--- Podany fragment ---
# # # # #

Kultowa drogeria Pigment została zamknięta, nie działają sklepy stacjonarne, e-sklep, profile firmowe w mediach społecznościowych są wygaszone. O problemach spółki było wiadomo od kilku miesięcy, ale z dnia na dzień zamknięte drzwi do sklepów zaskoczyły zarówno pracowników, jak i dostawców. Jedni i drudzy czekają na zaległe pieniądze.

Drogeria Pigment należała do kultowych biznesów na rynku drogeryjnym i kosmetycznym. Słynęła ze swojego wyjątkowego podejścia do klientów, o których personel mówił “nasi goście” oraz z ciekawego podejścia do asortymentu – odważnego wprowadzana nowości i niszowych marek. Zarówno w swojej działalności stacjonarnej, jak i online, koncentrowała się na oferowaniu kosmetyków naturalnych, ekologicznych i wegańskich, wspierając jednocześnie lokalnych producentów i promując ideę Zero Waste.

# # # # #

--- Zapisane wiersze ---

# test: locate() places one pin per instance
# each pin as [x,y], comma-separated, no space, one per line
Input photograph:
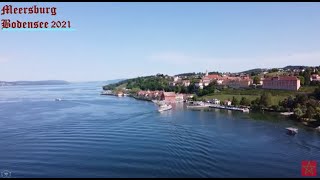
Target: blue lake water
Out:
[88,135]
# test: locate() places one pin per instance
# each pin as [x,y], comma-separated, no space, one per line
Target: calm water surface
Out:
[88,135]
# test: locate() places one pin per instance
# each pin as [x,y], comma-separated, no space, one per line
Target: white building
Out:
[216,101]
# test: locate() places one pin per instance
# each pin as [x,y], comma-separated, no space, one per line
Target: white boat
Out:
[292,131]
[198,104]
[164,107]
[159,103]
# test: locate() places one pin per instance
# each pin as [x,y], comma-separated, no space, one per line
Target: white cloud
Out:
[231,64]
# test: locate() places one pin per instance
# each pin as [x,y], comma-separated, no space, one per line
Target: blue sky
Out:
[124,40]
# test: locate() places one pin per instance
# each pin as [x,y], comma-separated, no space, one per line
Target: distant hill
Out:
[113,81]
[295,67]
[45,82]
[256,71]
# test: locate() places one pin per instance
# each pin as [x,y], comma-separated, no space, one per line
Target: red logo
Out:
[309,168]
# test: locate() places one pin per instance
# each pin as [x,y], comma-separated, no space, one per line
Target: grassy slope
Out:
[252,94]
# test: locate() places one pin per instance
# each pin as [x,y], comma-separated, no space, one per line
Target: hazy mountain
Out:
[45,82]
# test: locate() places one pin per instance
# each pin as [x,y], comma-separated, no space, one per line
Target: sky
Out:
[127,40]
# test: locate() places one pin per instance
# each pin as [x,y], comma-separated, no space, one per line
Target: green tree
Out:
[302,80]
[256,80]
[316,93]
[298,112]
[235,101]
[265,100]
[244,101]
[310,112]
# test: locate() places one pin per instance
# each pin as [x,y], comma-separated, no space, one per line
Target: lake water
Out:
[88,135]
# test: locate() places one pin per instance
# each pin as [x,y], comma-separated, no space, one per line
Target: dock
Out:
[230,108]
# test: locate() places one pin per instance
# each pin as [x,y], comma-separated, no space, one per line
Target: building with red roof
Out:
[281,82]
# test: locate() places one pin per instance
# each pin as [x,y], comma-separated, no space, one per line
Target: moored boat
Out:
[292,131]
[164,107]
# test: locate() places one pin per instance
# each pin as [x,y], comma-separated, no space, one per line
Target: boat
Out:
[292,131]
[230,108]
[198,105]
[164,107]
[159,103]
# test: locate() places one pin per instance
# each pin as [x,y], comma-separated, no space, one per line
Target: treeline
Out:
[305,107]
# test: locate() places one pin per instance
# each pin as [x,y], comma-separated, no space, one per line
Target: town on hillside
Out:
[294,90]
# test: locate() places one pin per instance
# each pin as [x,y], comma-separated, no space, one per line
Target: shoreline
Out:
[288,115]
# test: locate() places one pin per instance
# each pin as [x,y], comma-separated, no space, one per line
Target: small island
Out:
[293,91]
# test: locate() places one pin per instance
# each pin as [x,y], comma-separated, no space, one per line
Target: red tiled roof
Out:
[282,78]
[212,76]
[169,94]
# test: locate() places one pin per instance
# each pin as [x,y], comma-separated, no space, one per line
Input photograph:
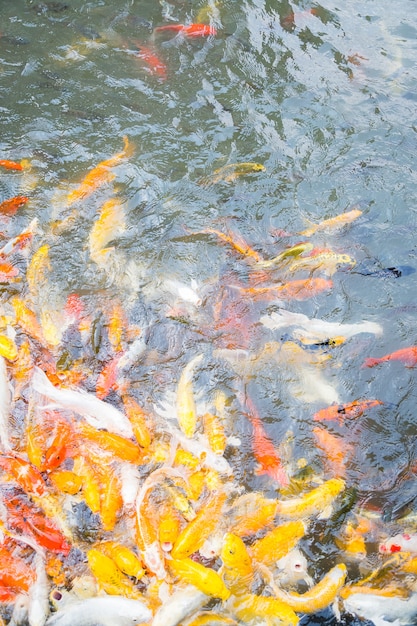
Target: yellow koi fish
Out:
[237,570]
[278,542]
[99,175]
[333,223]
[232,171]
[250,607]
[186,408]
[318,597]
[204,578]
[198,530]
[315,502]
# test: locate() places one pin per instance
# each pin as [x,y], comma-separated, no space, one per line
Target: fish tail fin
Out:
[371,362]
[128,147]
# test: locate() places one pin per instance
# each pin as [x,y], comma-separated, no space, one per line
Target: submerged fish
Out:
[191,31]
[101,611]
[408,356]
[382,610]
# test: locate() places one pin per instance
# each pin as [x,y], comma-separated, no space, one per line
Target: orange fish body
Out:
[10,165]
[265,452]
[155,66]
[10,206]
[192,30]
[339,412]
[98,176]
[334,449]
[408,356]
[293,290]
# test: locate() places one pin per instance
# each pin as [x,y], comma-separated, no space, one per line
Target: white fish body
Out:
[5,403]
[318,329]
[38,607]
[180,605]
[101,611]
[383,610]
[98,413]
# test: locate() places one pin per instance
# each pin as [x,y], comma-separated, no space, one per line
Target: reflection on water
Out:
[208,227]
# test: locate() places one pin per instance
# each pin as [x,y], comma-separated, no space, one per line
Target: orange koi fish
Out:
[25,474]
[408,356]
[118,445]
[236,242]
[335,450]
[340,412]
[333,223]
[99,175]
[318,597]
[196,532]
[10,165]
[7,272]
[10,206]
[155,66]
[264,451]
[192,30]
[29,520]
[293,290]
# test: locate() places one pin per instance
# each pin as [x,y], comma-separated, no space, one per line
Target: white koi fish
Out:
[318,329]
[180,605]
[101,611]
[382,610]
[5,402]
[98,413]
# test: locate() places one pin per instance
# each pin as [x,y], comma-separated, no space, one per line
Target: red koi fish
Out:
[10,165]
[340,412]
[293,290]
[408,356]
[27,519]
[264,451]
[155,66]
[25,474]
[10,206]
[192,30]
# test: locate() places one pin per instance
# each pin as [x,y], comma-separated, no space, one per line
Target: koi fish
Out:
[155,65]
[341,412]
[205,579]
[232,171]
[278,542]
[182,603]
[102,610]
[237,569]
[408,356]
[198,530]
[10,206]
[97,412]
[191,31]
[119,446]
[264,451]
[294,290]
[318,597]
[185,403]
[250,608]
[382,610]
[10,165]
[316,329]
[334,449]
[109,224]
[99,175]
[399,543]
[236,242]
[315,502]
[333,223]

# # # # #

--- Podane zadanie ---
Powtórz słowo w słowo cały fragment o zamknięciu drogerii Pigment.

--- Poprawna odpowiedź ---
Kultowa drogeria Pigment została zamknięta, nie działają sklepy stacjonarne, e-sklep, profile firmowe w mediach społecznościowych są wygaszone. O problemach spółki było wiadomo od kilku miesięcy, ale z dnia na dzień zamknięte drzwi do sklepów zaskoczyły zarówno pracowników, jak i dostawców. Jedni i drudzy czekają na zaległe pieniądze.

Drogeria Pigment należała do kultowych biznesów na rynku drogeryjnym i kosmetycznym. Słynęła ze swojego wyjątkowego podejścia do klientów, o których personel mówił “nasi goście” oraz z ciekawego podejścia do asortymentu – odważnego wprowadzana nowości i niszowych marek. Zarówno w swojej działalności stacjonarnej, jak i online, koncentrowała się na oferowaniu kosmetyków naturalnych, ekologicznych i wegańskich, wspierając jednocześnie lokalnych producentów i promując ideę Zero Waste.